→ SELECTION
......
Open dialogue was the focus and running theme of Mr. Argüello’s talk. He expressed a firm belief that only a peaceful solution is feasible and that a peaceful solution can be possible if both sides worked and showed political will. “The main obstacle”, he stated, “is the political will is on one side”, referring to Argentina’s willingness to talk and Britain’s recalcitrance over the matter.
A dispute of over 177 years
He briefly recounted 177 years of dispute on the sovereignty of the Malvinas. Since 1810 Argentina considered the Islands as part of their territory thus sending six governors from Buenos Aires to administer the islands. Furthermore, “Great Britain”, Mr. Argüello explained, “made no claim to the Islands when in 1827 they recognized independence of Argentina”. Historically, there have been a number of social and economic services provided by the Argentine government to the Islands including scholarships, construction of the airport, postal and telegraph services, and banking systems.
A number of international resolutions passed by the General Assembly of the United Nations have encouraged peaceful solutions to the dispute. United Nations resolution 2065 was adopted in 1965 and acknowledged that there existed a sovereignty dispute between Argentina and the UK and encouraged involved parties to find a peaceful solution “bearing in mind the interests of the population of the Malvinas”. Mr. Argüello drew a distinction between interest and wishes since the United Nations “had taken the view that the population transplanted by the colonial power was not a people with the right to free determination”. In fact, the population of the Malvinas has had British citizenship.
......
→ ENTRIES
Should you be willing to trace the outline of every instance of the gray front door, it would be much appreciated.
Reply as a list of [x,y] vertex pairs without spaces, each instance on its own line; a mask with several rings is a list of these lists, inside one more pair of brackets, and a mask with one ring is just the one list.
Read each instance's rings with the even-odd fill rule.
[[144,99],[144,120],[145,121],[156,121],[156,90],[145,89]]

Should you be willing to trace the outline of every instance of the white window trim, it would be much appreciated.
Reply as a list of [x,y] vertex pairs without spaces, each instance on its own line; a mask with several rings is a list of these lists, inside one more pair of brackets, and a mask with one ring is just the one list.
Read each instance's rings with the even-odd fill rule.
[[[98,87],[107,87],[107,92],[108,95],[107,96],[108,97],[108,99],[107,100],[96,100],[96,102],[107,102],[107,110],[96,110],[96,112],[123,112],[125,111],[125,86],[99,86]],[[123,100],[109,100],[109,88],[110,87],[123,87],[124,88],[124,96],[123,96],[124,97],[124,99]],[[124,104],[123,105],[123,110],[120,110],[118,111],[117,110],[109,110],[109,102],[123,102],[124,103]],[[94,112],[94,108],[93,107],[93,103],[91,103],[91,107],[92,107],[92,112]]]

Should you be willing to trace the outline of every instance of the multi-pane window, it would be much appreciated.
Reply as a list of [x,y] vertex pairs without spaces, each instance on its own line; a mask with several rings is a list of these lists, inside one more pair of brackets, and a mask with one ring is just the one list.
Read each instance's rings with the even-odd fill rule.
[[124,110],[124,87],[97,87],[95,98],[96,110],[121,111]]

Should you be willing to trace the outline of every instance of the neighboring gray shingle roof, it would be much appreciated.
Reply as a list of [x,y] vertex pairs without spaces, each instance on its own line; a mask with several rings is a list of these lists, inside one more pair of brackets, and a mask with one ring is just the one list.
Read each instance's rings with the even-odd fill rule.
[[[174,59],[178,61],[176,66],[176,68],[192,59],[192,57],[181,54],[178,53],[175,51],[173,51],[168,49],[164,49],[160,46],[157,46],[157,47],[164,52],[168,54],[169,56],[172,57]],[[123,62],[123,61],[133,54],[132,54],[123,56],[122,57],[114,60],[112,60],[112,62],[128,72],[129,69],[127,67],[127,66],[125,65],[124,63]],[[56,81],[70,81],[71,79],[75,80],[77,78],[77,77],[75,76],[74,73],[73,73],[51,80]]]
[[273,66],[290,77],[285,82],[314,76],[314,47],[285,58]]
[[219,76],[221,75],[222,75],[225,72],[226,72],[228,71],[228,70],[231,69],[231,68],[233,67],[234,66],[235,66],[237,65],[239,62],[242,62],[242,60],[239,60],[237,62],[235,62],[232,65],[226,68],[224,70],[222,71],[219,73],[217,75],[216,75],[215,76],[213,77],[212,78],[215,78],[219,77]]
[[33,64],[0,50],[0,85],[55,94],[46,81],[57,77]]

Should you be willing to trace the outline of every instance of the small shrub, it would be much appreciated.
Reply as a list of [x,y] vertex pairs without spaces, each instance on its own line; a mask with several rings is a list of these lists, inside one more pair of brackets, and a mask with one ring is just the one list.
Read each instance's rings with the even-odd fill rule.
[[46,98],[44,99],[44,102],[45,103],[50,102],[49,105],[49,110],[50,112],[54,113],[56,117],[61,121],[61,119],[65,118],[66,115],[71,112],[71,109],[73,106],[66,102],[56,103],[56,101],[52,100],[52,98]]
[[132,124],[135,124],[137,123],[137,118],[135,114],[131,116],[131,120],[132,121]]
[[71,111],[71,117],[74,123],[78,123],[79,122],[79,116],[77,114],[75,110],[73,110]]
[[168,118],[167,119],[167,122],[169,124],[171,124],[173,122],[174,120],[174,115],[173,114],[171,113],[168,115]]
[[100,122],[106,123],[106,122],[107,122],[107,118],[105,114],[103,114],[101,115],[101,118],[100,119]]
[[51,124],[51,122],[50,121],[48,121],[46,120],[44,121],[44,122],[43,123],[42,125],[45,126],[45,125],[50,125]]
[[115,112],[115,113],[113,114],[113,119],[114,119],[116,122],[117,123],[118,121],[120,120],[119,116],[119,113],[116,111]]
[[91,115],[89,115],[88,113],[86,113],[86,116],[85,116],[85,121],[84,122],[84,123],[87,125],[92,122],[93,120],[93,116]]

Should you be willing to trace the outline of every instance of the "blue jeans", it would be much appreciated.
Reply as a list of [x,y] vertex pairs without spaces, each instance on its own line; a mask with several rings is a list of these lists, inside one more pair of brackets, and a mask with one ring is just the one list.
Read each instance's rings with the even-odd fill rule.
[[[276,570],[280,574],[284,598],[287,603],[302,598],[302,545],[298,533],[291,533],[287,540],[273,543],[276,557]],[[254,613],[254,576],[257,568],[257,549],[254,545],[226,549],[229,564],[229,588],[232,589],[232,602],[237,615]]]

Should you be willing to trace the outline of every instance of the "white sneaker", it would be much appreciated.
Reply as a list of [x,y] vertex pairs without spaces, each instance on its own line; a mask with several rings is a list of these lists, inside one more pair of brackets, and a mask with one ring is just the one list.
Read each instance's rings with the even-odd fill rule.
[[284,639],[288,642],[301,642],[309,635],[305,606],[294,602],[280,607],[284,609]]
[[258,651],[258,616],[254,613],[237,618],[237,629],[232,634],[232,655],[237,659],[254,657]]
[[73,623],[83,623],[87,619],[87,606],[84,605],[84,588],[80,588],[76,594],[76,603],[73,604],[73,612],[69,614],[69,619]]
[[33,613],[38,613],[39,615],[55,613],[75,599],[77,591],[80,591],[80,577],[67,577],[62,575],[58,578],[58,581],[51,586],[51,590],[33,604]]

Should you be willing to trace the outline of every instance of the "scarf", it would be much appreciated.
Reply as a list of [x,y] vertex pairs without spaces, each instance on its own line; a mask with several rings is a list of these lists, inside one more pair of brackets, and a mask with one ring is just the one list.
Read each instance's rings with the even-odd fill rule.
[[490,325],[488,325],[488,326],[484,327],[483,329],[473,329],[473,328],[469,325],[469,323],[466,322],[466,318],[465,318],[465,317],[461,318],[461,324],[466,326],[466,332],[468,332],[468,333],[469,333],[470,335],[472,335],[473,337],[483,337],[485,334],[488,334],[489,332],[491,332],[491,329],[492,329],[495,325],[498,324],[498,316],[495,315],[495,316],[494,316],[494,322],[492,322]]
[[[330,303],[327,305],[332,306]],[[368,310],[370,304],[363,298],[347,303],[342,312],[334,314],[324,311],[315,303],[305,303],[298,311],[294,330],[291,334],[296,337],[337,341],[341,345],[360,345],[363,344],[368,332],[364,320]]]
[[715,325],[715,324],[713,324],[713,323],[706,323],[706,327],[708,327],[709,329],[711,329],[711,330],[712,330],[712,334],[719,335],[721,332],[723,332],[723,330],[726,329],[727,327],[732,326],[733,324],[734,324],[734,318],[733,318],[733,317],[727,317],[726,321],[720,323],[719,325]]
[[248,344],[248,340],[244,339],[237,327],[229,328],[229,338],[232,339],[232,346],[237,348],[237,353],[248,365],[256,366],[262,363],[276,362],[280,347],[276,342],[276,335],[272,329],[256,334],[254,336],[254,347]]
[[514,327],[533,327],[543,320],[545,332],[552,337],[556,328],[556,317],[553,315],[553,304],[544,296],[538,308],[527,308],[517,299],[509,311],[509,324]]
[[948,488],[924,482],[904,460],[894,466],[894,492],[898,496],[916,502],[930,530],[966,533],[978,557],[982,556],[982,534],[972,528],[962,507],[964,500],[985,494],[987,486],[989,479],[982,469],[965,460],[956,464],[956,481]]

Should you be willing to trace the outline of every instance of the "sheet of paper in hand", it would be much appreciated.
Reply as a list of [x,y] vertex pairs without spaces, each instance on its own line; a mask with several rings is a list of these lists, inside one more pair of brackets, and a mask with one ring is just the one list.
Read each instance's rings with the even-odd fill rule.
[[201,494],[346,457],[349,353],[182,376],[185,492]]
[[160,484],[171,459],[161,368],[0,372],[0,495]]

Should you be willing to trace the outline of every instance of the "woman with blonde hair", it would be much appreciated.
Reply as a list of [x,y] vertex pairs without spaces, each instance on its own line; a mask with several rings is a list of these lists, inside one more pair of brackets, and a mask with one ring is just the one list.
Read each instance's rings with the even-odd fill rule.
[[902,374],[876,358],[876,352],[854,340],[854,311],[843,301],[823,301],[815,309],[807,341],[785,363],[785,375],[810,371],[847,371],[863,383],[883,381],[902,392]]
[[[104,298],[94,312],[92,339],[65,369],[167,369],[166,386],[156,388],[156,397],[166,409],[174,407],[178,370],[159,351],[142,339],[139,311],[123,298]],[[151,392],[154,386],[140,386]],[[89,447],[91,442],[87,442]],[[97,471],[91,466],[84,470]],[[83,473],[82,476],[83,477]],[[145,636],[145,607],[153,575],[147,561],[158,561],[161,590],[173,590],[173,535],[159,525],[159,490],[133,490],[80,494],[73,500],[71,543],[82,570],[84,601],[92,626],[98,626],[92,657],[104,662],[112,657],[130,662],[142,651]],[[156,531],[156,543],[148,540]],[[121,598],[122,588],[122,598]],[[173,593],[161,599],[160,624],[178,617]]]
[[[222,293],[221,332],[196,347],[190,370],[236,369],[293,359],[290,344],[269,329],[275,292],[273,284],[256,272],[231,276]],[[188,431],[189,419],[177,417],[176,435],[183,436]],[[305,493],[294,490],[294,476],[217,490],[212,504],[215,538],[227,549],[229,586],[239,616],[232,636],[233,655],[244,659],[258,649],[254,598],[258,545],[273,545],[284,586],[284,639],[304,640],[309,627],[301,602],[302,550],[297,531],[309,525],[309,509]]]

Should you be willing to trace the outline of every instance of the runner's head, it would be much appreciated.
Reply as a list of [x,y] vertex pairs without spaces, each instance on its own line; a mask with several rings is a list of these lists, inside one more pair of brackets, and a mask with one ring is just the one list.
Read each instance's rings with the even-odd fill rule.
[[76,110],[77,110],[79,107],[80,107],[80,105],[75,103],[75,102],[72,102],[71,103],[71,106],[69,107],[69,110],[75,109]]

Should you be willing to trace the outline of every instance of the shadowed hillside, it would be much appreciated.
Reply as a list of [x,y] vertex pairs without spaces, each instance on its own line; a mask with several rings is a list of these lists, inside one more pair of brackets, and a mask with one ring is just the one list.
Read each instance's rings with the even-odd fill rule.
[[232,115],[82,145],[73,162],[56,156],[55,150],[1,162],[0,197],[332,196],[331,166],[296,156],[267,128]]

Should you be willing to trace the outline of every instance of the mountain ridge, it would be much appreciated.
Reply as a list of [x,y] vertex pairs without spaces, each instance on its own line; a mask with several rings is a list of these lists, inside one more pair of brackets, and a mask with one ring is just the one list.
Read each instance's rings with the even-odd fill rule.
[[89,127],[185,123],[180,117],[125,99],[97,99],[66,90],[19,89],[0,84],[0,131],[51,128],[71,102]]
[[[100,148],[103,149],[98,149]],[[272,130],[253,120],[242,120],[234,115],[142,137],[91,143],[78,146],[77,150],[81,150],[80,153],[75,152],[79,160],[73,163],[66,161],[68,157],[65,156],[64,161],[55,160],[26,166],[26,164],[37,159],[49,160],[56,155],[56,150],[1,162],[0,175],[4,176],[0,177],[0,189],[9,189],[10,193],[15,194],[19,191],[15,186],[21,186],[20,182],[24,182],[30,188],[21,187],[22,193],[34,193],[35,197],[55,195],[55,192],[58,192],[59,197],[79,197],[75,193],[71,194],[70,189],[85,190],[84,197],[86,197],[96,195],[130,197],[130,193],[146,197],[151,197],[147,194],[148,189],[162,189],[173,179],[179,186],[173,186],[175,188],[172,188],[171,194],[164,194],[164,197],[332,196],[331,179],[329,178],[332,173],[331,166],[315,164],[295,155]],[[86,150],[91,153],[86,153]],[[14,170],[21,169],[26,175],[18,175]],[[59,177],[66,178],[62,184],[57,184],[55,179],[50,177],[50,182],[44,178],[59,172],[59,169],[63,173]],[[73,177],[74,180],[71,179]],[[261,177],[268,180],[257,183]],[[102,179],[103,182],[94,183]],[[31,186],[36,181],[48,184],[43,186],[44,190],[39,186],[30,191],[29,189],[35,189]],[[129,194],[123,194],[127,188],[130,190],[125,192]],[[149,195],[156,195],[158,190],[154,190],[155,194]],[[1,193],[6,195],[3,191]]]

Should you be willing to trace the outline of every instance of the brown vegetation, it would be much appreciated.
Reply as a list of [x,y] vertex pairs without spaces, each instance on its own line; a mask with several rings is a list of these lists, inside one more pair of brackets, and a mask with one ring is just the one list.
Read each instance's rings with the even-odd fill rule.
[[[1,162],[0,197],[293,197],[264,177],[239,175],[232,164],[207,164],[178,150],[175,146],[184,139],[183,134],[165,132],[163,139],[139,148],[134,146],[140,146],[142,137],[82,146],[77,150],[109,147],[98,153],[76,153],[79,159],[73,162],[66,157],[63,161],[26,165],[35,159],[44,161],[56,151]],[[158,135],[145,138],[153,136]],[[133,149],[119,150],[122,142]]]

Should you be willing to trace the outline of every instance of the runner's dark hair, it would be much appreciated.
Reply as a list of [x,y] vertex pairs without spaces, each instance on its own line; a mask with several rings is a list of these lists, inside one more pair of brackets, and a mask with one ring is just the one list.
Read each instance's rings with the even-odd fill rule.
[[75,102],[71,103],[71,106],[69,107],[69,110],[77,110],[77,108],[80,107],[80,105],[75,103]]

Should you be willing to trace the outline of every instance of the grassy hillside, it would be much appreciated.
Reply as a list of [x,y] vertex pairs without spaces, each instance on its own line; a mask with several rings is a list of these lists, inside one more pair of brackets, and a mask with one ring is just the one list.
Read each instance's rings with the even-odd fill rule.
......
→ TASK INSTRUCTIONS
1. Reproduce word for word the stretch of the talk report from "Open dialogue was" through "over the matter.".
2. Turn the paragraph of the talk report beginning "A number of international resolutions" into a short bulleted list that keeps its main facts.
3. Answer these questions from the talk report:
(a) What did Mr. Argüello call "the main obstacle"?
(b) How many governors did Argentina send from Buenos Aires to administer the Islands?
(c) What is the number of the United Nations resolution adopted in 1965?

→ TASK SOLUTIONS
1.
Open dialogue was the focus and running theme of Mr. Argüello’s talk. He expressed a firm belief that only a peaceful solution is feasible and that a peaceful solution can be possible if both sides worked and showed political will. “The main obstacle”, he stated, “is the political will is on one side”, referring to Argentina’s willingness to talk and Britain’s recalcitrance over the matter.

2.
- Several UN General Assembly resolutions have encouraged peaceful solutions to the dispute.
- Resolution 2065, adopted in 1965, acknowledged a sovereignty dispute between Argentina and the UK.
- It urged the parties to find a peaceful solution "bearing in mind the interests of the population of the Malvinas."
- Mr. Argüello distinguished interests from wishes, since the UN held that a population transplanted by the colonial power was not a people with the right to free determination.
- The population of the Malvinas has had British citizenship.

3.
(a) That "the political will is on one side."
(b) Six.
(c) 2065.